═════ Exercise inputs

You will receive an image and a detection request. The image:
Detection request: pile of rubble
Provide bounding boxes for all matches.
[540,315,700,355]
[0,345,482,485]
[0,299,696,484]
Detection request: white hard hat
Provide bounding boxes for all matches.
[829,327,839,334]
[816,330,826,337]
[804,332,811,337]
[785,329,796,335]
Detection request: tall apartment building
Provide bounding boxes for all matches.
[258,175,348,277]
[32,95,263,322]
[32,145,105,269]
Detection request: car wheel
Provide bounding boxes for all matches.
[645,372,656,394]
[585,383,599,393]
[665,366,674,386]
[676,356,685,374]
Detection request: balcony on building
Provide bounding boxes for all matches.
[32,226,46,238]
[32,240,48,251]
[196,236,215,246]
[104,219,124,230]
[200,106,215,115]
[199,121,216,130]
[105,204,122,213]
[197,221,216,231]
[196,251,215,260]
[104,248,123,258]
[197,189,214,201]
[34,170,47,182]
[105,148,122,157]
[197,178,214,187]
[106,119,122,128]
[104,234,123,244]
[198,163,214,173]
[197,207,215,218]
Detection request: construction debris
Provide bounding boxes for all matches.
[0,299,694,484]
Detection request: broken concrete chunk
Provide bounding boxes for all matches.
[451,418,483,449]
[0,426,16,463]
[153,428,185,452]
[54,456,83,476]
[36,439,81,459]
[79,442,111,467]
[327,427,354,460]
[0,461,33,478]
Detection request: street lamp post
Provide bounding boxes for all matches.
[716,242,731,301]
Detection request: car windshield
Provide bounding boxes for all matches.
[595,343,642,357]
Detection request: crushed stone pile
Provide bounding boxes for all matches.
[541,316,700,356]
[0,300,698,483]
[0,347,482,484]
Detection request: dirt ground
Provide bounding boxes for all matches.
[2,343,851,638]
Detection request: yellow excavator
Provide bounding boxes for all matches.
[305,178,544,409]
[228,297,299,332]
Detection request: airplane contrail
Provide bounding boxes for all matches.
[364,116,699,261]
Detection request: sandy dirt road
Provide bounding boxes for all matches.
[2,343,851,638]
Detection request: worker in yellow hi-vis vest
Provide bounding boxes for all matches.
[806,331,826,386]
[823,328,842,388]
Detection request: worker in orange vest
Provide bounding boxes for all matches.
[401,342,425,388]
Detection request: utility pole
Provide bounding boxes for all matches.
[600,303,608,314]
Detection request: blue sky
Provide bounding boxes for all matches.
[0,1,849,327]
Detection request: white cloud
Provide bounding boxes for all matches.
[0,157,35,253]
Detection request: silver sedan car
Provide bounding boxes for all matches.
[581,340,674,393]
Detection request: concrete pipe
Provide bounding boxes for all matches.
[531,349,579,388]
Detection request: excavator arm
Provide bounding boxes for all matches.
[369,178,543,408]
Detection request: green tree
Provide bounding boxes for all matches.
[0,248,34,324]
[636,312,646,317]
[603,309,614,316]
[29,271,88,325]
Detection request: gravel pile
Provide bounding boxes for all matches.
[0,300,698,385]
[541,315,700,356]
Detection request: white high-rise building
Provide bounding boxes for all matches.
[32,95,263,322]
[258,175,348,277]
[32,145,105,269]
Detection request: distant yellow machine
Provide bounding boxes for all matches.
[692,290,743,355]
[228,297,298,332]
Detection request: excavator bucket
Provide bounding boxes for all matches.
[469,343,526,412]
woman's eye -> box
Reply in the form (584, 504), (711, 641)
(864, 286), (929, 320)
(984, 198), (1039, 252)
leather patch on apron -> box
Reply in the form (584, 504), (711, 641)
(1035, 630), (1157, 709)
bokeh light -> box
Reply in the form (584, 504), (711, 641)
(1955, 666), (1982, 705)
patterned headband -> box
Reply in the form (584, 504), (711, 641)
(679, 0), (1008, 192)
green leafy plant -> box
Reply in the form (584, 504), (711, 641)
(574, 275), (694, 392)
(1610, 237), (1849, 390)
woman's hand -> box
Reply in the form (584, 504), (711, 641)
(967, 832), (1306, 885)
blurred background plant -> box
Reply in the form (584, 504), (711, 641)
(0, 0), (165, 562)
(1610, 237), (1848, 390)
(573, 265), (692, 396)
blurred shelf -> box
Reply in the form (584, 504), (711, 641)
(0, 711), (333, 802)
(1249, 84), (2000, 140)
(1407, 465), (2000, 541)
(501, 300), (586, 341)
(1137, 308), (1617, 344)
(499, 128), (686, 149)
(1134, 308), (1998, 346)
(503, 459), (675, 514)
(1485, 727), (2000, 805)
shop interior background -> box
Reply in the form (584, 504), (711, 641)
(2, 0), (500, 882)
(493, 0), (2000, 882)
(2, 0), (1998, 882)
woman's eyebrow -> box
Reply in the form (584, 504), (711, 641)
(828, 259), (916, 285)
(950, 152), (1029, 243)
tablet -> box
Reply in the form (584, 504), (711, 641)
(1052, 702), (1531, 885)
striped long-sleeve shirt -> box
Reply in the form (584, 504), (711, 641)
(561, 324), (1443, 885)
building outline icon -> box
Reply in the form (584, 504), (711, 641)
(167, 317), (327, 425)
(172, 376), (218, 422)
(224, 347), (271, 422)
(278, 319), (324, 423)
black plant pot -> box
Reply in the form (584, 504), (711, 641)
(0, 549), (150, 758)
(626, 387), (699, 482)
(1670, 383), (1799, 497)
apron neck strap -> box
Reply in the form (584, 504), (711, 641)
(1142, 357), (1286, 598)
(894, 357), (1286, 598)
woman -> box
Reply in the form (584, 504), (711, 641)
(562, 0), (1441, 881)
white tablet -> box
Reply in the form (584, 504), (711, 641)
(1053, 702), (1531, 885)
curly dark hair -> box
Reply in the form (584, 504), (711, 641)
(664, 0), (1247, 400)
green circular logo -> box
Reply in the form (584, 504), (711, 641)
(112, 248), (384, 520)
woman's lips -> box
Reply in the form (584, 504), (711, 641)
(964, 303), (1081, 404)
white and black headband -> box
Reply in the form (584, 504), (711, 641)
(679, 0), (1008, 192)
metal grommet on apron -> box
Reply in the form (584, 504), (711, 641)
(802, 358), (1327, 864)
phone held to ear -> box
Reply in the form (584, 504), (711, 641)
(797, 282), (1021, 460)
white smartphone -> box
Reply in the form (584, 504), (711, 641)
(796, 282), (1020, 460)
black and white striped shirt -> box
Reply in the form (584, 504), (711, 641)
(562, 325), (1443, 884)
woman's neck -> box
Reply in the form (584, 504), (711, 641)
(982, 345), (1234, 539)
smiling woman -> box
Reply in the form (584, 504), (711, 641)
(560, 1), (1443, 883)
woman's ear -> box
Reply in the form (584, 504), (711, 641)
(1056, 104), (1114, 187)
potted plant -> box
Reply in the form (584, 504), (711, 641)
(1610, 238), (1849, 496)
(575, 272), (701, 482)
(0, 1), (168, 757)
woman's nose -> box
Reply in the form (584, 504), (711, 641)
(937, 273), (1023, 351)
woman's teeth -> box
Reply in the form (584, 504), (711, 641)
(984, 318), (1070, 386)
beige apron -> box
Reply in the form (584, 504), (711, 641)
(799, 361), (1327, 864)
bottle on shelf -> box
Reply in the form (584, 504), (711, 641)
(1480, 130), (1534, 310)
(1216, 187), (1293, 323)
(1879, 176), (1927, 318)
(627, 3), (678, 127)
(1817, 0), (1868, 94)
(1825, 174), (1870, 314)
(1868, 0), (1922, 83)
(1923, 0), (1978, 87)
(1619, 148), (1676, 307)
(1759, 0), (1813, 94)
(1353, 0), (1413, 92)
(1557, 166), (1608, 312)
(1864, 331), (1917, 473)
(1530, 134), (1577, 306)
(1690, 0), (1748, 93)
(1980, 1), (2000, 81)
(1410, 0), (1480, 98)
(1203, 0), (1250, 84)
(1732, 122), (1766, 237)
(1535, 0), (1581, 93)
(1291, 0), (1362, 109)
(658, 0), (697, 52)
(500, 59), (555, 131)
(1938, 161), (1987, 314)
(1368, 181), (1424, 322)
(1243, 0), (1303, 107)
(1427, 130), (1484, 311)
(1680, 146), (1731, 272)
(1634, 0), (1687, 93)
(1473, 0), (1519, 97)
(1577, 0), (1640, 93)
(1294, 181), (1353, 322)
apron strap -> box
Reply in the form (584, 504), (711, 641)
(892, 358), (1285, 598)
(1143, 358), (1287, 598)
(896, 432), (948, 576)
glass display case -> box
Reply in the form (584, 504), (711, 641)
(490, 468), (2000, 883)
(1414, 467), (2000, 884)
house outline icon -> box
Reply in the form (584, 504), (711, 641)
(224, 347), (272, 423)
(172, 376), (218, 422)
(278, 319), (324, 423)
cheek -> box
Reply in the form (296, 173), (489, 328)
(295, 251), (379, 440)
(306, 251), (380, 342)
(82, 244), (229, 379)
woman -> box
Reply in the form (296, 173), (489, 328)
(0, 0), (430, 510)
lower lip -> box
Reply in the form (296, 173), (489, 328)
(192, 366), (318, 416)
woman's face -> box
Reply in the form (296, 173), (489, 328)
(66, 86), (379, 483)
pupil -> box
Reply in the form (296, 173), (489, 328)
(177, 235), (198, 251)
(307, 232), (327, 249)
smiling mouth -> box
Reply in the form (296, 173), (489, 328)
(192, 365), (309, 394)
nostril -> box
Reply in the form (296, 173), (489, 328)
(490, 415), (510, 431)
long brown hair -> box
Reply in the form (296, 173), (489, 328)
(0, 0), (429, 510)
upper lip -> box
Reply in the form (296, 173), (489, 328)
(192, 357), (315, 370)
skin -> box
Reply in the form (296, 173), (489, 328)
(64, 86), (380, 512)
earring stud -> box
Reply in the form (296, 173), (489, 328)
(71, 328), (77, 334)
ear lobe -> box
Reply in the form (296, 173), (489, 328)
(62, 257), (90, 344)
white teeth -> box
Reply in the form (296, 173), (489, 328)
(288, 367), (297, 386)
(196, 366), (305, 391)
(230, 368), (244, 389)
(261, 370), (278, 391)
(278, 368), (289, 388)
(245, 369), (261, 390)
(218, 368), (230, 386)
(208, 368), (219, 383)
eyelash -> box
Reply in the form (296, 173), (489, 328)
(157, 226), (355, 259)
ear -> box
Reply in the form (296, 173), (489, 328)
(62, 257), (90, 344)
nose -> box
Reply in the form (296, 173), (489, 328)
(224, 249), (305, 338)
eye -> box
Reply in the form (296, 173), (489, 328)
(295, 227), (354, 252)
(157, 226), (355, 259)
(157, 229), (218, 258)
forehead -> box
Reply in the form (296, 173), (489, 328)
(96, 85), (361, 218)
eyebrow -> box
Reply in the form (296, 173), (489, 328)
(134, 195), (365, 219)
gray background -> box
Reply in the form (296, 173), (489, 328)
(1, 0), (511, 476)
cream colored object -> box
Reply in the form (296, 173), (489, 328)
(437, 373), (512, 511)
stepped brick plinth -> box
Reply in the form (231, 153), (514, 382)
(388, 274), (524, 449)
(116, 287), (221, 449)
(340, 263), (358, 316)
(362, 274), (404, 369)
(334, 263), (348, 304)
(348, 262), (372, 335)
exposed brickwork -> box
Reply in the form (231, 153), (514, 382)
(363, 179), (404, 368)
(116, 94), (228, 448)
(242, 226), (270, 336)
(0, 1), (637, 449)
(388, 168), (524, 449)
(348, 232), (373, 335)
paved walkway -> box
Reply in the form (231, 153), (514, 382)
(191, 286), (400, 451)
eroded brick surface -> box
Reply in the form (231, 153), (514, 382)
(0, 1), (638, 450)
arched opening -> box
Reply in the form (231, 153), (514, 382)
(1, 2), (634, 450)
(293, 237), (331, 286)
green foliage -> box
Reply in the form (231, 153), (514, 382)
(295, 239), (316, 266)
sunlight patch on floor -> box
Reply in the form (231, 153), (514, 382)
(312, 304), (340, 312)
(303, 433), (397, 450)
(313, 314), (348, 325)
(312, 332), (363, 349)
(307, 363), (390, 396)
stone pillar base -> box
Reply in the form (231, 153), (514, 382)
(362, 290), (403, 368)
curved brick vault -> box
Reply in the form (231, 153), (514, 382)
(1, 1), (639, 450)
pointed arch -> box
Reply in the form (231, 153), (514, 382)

══════════

◆ **What to work on**: Wherever the word "yellow" appears in the entries above, copy that whole line.

◆ **Written response**:
Detection request: yellow excavator
Detection request: worker in yellow hi-vis vest
Detection request: distant yellow machine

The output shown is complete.